▶ Task prompt:
Render each line of the material below as a numbered list, leaving out any blank lines.

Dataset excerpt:
○ ○ ○ ○ ○
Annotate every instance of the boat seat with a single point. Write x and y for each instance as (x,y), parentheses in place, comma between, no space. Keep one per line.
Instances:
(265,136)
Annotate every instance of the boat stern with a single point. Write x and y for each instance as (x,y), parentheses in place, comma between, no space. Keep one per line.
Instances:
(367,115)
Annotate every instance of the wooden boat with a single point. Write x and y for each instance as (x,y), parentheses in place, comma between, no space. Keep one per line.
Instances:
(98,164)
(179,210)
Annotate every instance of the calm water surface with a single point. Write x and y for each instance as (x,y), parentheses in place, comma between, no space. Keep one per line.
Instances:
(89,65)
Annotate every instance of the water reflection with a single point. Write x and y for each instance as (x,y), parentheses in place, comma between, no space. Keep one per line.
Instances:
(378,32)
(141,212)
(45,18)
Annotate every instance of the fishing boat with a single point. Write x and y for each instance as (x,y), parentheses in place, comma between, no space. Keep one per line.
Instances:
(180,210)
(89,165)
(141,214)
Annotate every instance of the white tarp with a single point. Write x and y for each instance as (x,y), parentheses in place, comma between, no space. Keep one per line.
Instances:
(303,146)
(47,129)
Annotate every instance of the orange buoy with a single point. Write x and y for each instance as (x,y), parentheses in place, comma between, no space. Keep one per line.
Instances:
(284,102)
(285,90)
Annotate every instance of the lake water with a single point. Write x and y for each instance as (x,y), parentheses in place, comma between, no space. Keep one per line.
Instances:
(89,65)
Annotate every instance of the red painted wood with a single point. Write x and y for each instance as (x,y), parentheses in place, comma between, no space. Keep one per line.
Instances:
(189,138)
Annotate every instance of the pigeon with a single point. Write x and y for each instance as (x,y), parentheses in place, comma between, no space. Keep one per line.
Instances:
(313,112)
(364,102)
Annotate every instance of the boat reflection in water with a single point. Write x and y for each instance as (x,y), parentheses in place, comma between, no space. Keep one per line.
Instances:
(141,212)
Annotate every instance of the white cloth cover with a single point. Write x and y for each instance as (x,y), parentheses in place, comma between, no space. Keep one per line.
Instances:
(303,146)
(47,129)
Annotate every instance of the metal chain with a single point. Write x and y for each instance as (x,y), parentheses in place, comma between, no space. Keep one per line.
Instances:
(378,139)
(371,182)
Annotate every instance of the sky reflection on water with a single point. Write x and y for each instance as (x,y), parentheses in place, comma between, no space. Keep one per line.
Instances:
○ ○ ○ ○ ○
▶ Reply:
1. Annotate every instance of the boat seat with a single point. Write x and y for each instance as (x,y), parentheses in place, comma between, no space. Keep one per line.
2. Instances:
3. (265,136)
4. Annotate every instance of the boat stern with a single point. Write x and y for each instance as (x,y), parentheses in place, comma between, no space. Keep one per line.
5. Instances:
6. (367,115)
7. Annotate every instance of the wooden boat with a single point. Write x and y for each instance as (x,y), parentheses in place, comma between, no space. Keep one per line.
8. Instances:
9. (98,164)
10. (179,210)
11. Annotate every instance of the calm water surface with a single point. Write x and y for each instance as (x,y), parentheses in place, comma between, no space. Keep one per line.
12. Instances:
13. (89,65)
14. Annotate every instance of the water reflection with a single point. Write x and y for each instance as (x,y), parentheses in place, comma between, no space. Keep one per line.
15. Instances:
16. (378,32)
17. (141,212)
18. (45,18)
19. Annotate every instance of the fishing boat with a single point. Write x and y for each instance as (x,y), parentheses in place, comma between, no space. Keep one per line.
20. Instances:
21. (180,210)
22. (89,165)
23. (141,214)
24. Annotate every instance of the white tarp with a single point. Write x and y for each instance as (x,y), parentheses in place, comma between, no space. Keep one per line.
25. Instances:
26. (303,146)
27. (47,129)
28. Annotate every instance of the orange buoy with a single point. Write x and y for each instance as (x,y), parentheses in place, comma between, no space. Keep one per line.
29. Instances:
30. (284,102)
31. (285,90)
32. Annotate every instance of the lake water with a single point. Write x and y for each instance as (x,y), parentheses in place, comma between, no space. Keep one per line.
33. Instances:
34. (89,65)
35. Annotate every instance of the red painted wood with a single point. Write x and y for each instance as (x,y), parentheses in place, comma between, no space. Keep one per line.
36. Instances:
37. (189,138)
38. Annotate every instance of the pigeon with a single point. Write x and y for each instance as (x,y), parentheses in place, comma between, no space. Keep one per line.
39. Instances:
40. (313,112)
41. (364,102)
42. Annotate every instance of the boat reflection in water with a single point. Write x and y for each instance as (x,y), parentheses in place, comma between, no space. Keep one per line.
43. Instances:
44. (141,212)
45. Annotate every instance of the white cloth cover with a single point. Write x and y for each instance as (x,y), parentheses in place, comma between, no space. Keep one per line.
46. Instances:
47. (303,146)
48. (47,129)
49. Annotate every instance of the metal chain with a single point. Write x and y for each instance as (x,y), parentheses in place, comma between, no space. Keep one per line.
50. Instances:
51. (378,139)
52. (371,182)
53. Annotate every instance of the sky reflection on water with a single point. Write x and y for each instance as (x,y), parentheses in place, comma between, no space. Keep one per line.
54. Instances:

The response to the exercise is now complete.